• [Given text]
--- --- ---
PESHAWAR, Dec 1: Doctors have urged the government to make arrangements at the airports to screen the blood of those who are being deported from the United Arab Emirates and other Middle East countries after being tested positive for HIV/AIDS to save other people from being infected.
“Two patients, including a woman, were tested positive for HIV in July last at a private laboratory of the city. The main cause of the spread of the killer epidemic is the deportation of the Pakistani workers from the UAE and other Middle East countries,” said a pathologist.
According to him, a woman, 34, was tested HIV positive on July 14 last. She belonged to Miranshah. Her husband had been deported to Pakistan one year back after being tested positive for HIV.
The pathologist said the lives of the wives and children of these patients remained at the razor’s edge because the patients did not care to avoid transmitting the ailment to their wives and children.
He said people did not come for HIV test but the “infected people visit doctors for other ailments”.
The same woman had an operation for miscarriage of baby in one of the city’s hospitals before being diagnosed as HIV positive. Later, her husband suggested to the doctors to carry out the HIV test of his wife that emerged positive. The pathologist said: “Such cases are also harmful for other patients who are being routinely operated upon in the same operation theatre.”
A case in point is the death of a young woman in Hayatabad township only last month. Her husband who had been a porter in Dubai had died last year of AIDS. He had been expelled from there after being tested positive for HIV. The lives of her three children are at stake, though the doctors maintain that they have not acquired the endemic yet.
There are scores of cases but the doctors concerned withhold the information due to social taboos, because the disease is caused mainly through unsafe sex practices.
--- --- ---
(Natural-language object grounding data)
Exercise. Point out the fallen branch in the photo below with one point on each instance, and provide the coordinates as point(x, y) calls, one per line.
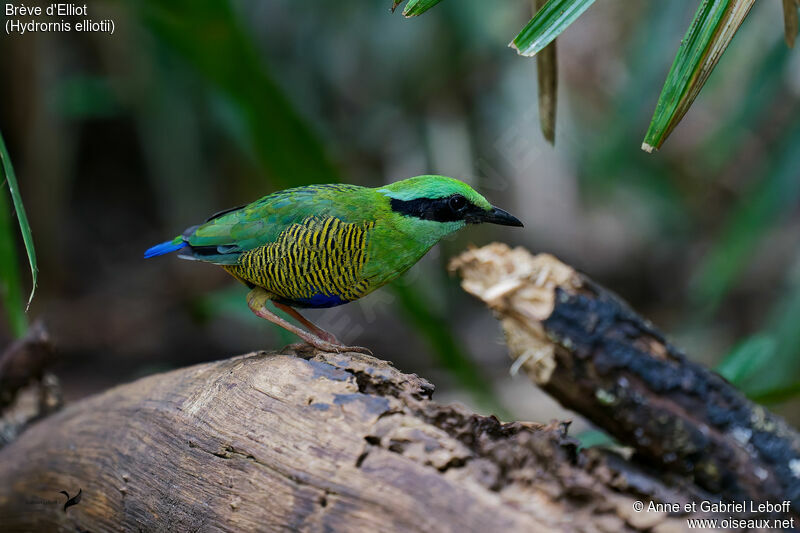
point(596, 356)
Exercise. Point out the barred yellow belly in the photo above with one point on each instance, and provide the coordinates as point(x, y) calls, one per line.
point(316, 263)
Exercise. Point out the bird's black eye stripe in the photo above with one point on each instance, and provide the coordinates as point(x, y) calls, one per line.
point(447, 209)
point(457, 202)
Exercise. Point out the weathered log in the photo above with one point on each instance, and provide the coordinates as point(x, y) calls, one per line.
point(591, 352)
point(314, 441)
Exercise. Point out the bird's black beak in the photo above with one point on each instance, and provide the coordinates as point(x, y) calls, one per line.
point(500, 217)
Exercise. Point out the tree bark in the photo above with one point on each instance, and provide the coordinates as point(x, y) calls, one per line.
point(585, 347)
point(312, 441)
point(308, 441)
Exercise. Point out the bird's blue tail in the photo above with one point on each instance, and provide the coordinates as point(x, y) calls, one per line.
point(165, 248)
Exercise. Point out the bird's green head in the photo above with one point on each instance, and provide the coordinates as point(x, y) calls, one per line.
point(442, 202)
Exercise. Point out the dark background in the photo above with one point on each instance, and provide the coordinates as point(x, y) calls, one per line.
point(121, 141)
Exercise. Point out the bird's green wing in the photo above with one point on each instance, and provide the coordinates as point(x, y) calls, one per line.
point(226, 235)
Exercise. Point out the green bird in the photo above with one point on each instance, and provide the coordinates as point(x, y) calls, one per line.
point(326, 245)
--- --- ---
• [Problem 1]
According to the Peshawar news report on HIV, what work did the husband of the young woman who died in Hayatabad do in Dubai?
• [Problem 2]
Extend the Peshawar news report on HIV by a few more paragraphs, starting after its final sentence.
None of the data is needed here.

• [Written response 1]
He was a porter.

• [Written response 2]
According to pathologists, they had received some 20 cases of HIV positive since January, all of which had been deported from the UAE and other Middle East countries. The number of patients might be much higher but the patients avoid tests for fear that if tested positive relatives and friends would keep away from them.
“The people working abroad remain away from their homes for quite some time, and more often indulge in sex with professional sex workers from whom they get the deadly infection,” said a physician.
When these people visit the embassies in these countries in connection with the renewal of their visas, etc., they are tested for HIV. Those tested positive are deported straightaway without being allowed visiting the places they live or packing their luggage.
“This is extremely inhuman act on the part of the officials in these countries. They should formally inform the Pakistan government regarding the expulsion of the HIV positive patients so that other people can be protected from the disease,” said the physician.
According to him, every person arriving from abroad should be tested for HIV at the airports and the findings, if positive, should be passed on to their relatives, especially wives.
A health official, meanwhile told Dawn that the NWFP and the Federally Administered Tribal Areas (Fata) had a total of 359 known HIV cases.
He said an amount of Rs2.8 billion had been sanctioned by the government to be spent over a period of five years on a sustainable campaign against HIV/AIDS in the country, of which the NWFP would receive Rs270 million.
Similarly, Unicef has allocated Rs2 million to be spent for the purpose of raising awareness among the people.
There are also complaints from the NGOs that the local hospitals are reluctant to admit the HIV/AIDS patients for symptomatic treatment, a charge vehemently denied by the health authorities.
Doctors also fear that most of the Afghan refugees who are settled abroad could also be the cause of the disease, because they usually visit the NWFP.
The long and porous Pakistan-Afghanistan border has been used by the Afghans without being checked by the authorities is a source of concern about the spread of AIDS.
The announcement of the Afghan health minister on the World AIDS Day last year that there were six confirmed cases, has further mounted the fears among the Pakistanis, especially of the NWFP and Balochistan which share border with Afghanistan.
Afghanistan has a long history of AIDS. “In early eighties, two students of Kabul University had been deported from Bulgaria after testing positive for HIV,” said Dr Fareed Bazgar, who heads an NGO — Orphan Refugee Aid (ORA). He said the World Health Organisation had also reported 10 cases of HIV from Khost, Paktia, Paktika, Jalalabad, Kabul and Herat provinces of Afghanistan last year.